-- Start of RECORD LIST --
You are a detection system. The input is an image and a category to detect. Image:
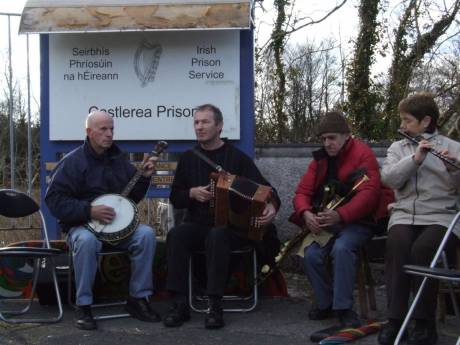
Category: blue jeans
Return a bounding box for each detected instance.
[304,224,372,310]
[67,224,156,306]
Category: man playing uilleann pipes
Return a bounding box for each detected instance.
[290,112,392,327]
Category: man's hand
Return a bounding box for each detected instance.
[91,205,116,224]
[302,211,322,234]
[257,202,276,226]
[142,153,158,178]
[189,185,212,202]
[438,149,459,172]
[413,140,432,165]
[316,209,342,228]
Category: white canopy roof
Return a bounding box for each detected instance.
[19,0,253,33]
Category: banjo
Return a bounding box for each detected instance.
[86,141,168,245]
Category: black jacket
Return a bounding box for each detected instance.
[45,140,150,232]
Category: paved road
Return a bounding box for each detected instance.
[0,297,460,345]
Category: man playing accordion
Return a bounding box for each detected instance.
[163,104,280,328]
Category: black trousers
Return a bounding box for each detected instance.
[385,224,456,321]
[166,223,250,296]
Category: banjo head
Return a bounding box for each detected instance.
[91,194,137,234]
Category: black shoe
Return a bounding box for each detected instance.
[377,319,407,345]
[163,302,190,327]
[337,309,364,328]
[204,299,225,329]
[76,305,97,331]
[308,307,334,320]
[125,297,161,322]
[407,319,438,345]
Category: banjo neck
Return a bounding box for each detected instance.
[121,169,144,198]
[121,141,168,198]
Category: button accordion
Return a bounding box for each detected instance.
[210,172,273,241]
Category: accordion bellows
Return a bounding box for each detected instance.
[211,173,272,241]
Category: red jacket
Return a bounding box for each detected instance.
[289,138,394,226]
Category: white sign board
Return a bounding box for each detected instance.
[49,30,240,140]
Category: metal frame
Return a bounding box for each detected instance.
[0,189,63,324]
[188,247,258,313]
[394,212,460,345]
[67,248,131,320]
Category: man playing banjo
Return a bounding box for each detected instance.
[45,111,160,330]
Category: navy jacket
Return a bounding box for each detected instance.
[45,140,150,232]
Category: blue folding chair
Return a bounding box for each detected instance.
[0,189,63,323]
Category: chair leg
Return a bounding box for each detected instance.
[364,250,377,311]
[188,249,258,313]
[441,251,460,327]
[357,249,369,319]
[0,257,64,324]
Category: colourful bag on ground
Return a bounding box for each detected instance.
[319,321,383,345]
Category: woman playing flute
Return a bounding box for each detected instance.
[378,93,460,345]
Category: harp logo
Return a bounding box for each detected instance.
[134,40,162,87]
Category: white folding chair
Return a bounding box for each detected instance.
[394,212,460,345]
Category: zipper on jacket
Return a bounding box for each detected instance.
[412,170,418,225]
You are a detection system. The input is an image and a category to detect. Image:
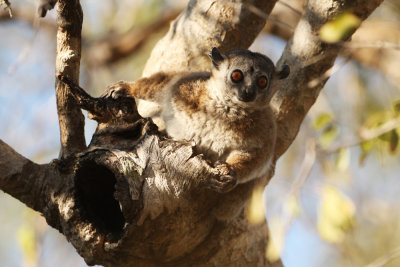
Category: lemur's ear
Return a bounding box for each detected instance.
[275,65,290,80]
[209,47,225,68]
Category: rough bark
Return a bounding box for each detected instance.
[0,0,381,266]
[56,0,86,158]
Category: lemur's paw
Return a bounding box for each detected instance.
[208,162,237,193]
[101,81,129,99]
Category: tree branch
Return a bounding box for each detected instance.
[143,0,276,76]
[273,0,383,159]
[56,0,86,158]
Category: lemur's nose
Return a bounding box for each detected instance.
[239,87,257,102]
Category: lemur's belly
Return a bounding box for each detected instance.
[163,109,244,161]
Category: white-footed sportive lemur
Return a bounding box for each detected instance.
[104,48,289,198]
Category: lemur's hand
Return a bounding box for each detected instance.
[101,81,130,99]
[208,162,237,193]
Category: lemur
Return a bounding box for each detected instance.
[106,48,290,198]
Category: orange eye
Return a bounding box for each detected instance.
[257,76,268,88]
[231,70,243,83]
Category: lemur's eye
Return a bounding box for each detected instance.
[257,76,268,89]
[231,70,243,83]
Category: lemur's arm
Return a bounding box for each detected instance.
[102,72,177,102]
[226,148,271,184]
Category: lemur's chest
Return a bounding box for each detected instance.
[163,102,266,161]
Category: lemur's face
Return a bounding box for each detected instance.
[210,48,288,106]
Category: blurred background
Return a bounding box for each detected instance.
[0,0,400,267]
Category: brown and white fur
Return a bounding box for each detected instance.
[104,48,289,195]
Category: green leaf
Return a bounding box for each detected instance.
[360,140,375,153]
[392,99,400,116]
[314,113,333,130]
[318,125,339,148]
[319,12,361,43]
[336,148,350,171]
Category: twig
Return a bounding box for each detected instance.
[56,0,86,158]
[320,119,400,154]
[289,139,317,196]
[365,247,400,267]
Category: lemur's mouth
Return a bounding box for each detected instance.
[238,91,257,102]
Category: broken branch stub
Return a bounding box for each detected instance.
[58,75,249,266]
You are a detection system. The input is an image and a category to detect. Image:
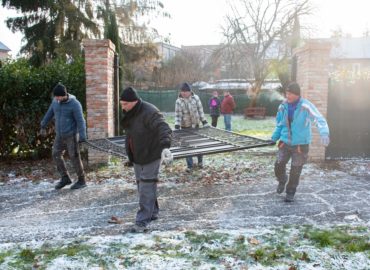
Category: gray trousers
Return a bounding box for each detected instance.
[275,142,309,195]
[134,159,161,226]
[52,134,85,178]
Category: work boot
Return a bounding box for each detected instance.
[129,224,149,233]
[276,175,288,194]
[55,175,72,189]
[276,182,286,194]
[285,193,294,202]
[71,176,86,189]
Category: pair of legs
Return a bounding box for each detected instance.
[211,115,218,127]
[275,142,309,201]
[186,155,203,169]
[134,159,161,227]
[52,134,86,189]
[224,114,231,131]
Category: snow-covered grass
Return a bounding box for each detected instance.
[164,113,275,139]
[0,114,370,270]
[0,226,370,270]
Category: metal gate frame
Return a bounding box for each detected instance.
[85,127,274,159]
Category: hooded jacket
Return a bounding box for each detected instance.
[221,95,236,114]
[41,94,86,140]
[175,92,206,128]
[122,99,172,165]
[271,98,329,145]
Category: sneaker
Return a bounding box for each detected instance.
[276,182,286,194]
[71,177,86,189]
[285,193,294,202]
[129,224,148,233]
[55,175,72,189]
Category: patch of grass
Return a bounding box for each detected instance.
[0,250,12,264]
[185,231,228,244]
[5,244,95,269]
[305,228,370,252]
[19,248,36,263]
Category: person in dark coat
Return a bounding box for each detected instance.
[40,83,86,189]
[221,90,236,131]
[208,91,221,127]
[120,87,172,232]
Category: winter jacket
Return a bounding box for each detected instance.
[271,98,329,145]
[208,97,221,116]
[175,93,206,128]
[122,100,172,165]
[221,95,236,114]
[41,94,86,141]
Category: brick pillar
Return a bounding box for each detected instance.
[294,41,331,161]
[82,39,115,164]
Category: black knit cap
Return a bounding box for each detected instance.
[286,82,301,96]
[180,82,191,92]
[120,87,139,102]
[53,83,67,97]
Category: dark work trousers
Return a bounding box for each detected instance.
[134,159,161,226]
[275,142,309,195]
[211,115,219,127]
[52,134,85,178]
[181,126,203,169]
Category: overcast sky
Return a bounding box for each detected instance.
[0,0,370,55]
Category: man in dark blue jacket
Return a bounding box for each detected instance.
[120,87,172,232]
[271,82,330,202]
[40,83,86,189]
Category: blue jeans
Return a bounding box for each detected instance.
[186,155,203,169]
[224,114,231,131]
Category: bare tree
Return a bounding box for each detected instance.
[223,0,311,106]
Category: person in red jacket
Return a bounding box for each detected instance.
[221,90,236,131]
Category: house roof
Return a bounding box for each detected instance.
[330,37,370,59]
[0,41,11,52]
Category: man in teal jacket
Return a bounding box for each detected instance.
[271,82,330,202]
[40,83,86,189]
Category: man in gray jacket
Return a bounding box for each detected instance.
[120,87,172,233]
[40,83,86,189]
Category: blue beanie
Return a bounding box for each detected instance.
[120,87,139,102]
[180,82,191,92]
[286,82,301,96]
[53,83,67,97]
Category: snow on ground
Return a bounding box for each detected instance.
[0,115,370,270]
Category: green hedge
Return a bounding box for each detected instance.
[0,59,86,159]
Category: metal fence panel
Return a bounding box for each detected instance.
[326,80,370,159]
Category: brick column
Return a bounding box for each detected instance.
[294,41,331,161]
[82,39,115,164]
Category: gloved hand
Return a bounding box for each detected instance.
[40,128,47,137]
[321,135,330,147]
[161,148,173,164]
[268,140,276,145]
[123,161,134,167]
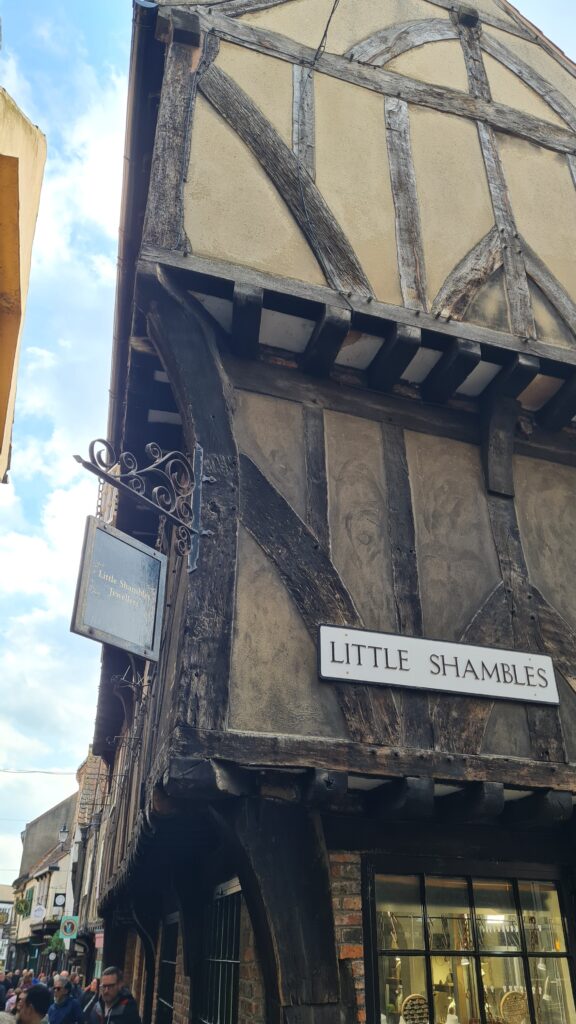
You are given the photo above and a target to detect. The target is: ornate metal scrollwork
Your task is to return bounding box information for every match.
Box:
[74,438,202,555]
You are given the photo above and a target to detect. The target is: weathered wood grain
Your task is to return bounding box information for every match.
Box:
[481,495,566,761]
[199,67,371,295]
[382,424,433,749]
[194,10,574,153]
[420,338,482,401]
[487,0,576,78]
[482,352,540,402]
[343,17,458,68]
[231,281,264,359]
[145,271,239,728]
[458,26,536,338]
[482,396,521,498]
[292,65,316,181]
[428,0,534,40]
[140,246,576,376]
[431,227,502,321]
[521,239,576,337]
[537,374,576,430]
[480,33,576,131]
[384,96,427,309]
[298,306,352,377]
[214,800,339,1007]
[240,455,399,742]
[366,324,422,391]
[175,728,576,793]
[142,28,218,250]
[303,406,330,557]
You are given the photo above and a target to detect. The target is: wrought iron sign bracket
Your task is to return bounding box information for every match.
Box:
[74,438,215,572]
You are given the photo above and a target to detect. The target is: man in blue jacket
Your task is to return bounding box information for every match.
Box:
[48,974,84,1024]
[88,967,140,1024]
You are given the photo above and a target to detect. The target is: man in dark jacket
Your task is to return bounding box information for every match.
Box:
[89,967,141,1024]
[48,974,84,1024]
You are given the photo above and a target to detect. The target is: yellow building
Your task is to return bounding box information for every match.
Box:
[0,88,46,482]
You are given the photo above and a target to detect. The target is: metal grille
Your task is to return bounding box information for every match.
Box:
[198,883,242,1024]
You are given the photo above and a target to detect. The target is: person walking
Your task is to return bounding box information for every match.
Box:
[88,967,141,1024]
[17,985,52,1024]
[48,975,84,1024]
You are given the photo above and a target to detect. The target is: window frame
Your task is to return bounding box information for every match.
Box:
[362,854,576,1024]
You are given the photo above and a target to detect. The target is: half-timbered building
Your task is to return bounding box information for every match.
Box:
[89,0,576,1024]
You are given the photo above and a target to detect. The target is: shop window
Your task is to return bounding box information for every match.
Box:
[156,913,178,1024]
[197,879,242,1024]
[370,871,576,1024]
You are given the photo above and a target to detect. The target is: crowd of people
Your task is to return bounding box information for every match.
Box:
[0,967,140,1024]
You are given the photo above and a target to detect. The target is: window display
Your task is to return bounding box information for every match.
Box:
[373,872,576,1024]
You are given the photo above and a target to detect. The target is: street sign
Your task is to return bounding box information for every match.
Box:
[60,914,78,939]
[70,516,167,662]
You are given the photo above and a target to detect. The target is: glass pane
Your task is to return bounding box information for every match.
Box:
[481,956,530,1024]
[530,956,576,1024]
[431,955,480,1024]
[472,879,520,952]
[426,878,472,950]
[518,882,566,952]
[378,953,429,1024]
[376,874,424,949]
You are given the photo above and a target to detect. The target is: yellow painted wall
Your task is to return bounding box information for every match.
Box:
[498,135,576,300]
[0,89,46,481]
[410,105,494,303]
[315,75,402,303]
[180,0,576,347]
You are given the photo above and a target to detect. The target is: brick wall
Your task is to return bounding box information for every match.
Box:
[330,853,366,1024]
[238,900,265,1024]
[172,931,190,1024]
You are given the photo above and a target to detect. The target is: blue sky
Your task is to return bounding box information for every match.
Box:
[0,0,576,882]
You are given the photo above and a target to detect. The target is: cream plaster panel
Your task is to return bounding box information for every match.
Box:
[314,74,402,304]
[324,413,397,632]
[242,0,449,53]
[515,457,576,629]
[229,527,346,737]
[490,29,576,116]
[234,391,306,519]
[184,96,326,285]
[217,42,292,146]
[529,282,576,348]
[406,431,500,640]
[464,267,510,331]
[410,105,494,303]
[385,39,468,92]
[498,135,576,298]
[484,53,566,128]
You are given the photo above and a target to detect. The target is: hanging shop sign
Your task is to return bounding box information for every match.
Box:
[71,516,167,662]
[60,914,78,939]
[319,626,560,705]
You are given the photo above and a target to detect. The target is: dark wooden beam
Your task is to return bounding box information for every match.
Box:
[303,768,348,805]
[436,782,504,823]
[231,281,263,359]
[299,306,352,377]
[367,776,434,820]
[174,726,576,794]
[504,790,573,825]
[139,245,576,376]
[482,397,521,498]
[537,374,576,430]
[195,7,574,153]
[420,338,482,402]
[482,352,540,401]
[367,324,422,391]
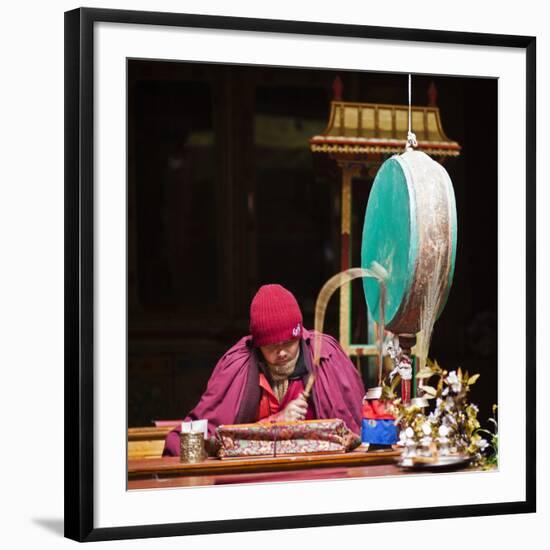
-- End of RECORD LIST --
__DIRECTIONS FOR THIS TASK__:
Arrange the records as a numbered list, starting at their first line and ending with the line that contains "[210,172,273,241]". Leave out blank lines and pictures.

__RESULT OF THIS EXERCISE__:
1. You are a detection system. The input is an image and a category to detect. Image:
2. Category: blue jeans
3. Return a bounding box for each detected instance.
4. [304,224,372,310]
5. [67,224,156,306]
6. Category: man playing uilleann pipes
7. Return a bounding box for each detected instance.
8. [290,112,392,327]
9. Category: man's hand
10. Return a bounding box for each detected instance.
11. [91,205,116,224]
12. [302,211,322,234]
13. [257,202,276,226]
14. [142,153,158,178]
15. [189,185,212,202]
16. [438,149,459,172]
17. [413,140,432,165]
18. [316,209,342,228]
19. Category: white canopy roof
20. Return a bounding box for each detected instance.
21. [19,0,253,33]
22. Category: banjo
23. Return a bounding box for each detected instance.
24. [86,141,168,245]
25. Category: black jacket
26. Return a bounding box for each detected instance.
27. [45,140,150,232]
28. Category: paved road
29. Return a bounding box for each detected instance.
30. [0,297,460,345]
31. Category: man playing accordion
32. Return a bounding box for each detected instance.
33. [163,104,280,328]
34. Category: black trousers
35. Return a bounding box for each detected instance.
36. [385,224,456,321]
37. [166,223,250,296]
38. Category: banjo head
39. Return a bounding box for each detected instance.
40. [91,194,137,234]
41. Category: black shoe
42. Return a bounding box for each detected instance.
43. [377,319,407,345]
44. [163,302,190,327]
45. [337,309,364,328]
46. [204,299,225,329]
47. [76,305,97,331]
48. [308,307,334,320]
49. [125,297,161,322]
50. [407,319,438,345]
51. Category: banjo neck
52. Return a bounding box for each detected instance.
53. [121,169,144,198]
54. [121,141,168,198]
55. Category: button accordion
56. Return a bounding box for each detected instance.
57. [210,172,273,241]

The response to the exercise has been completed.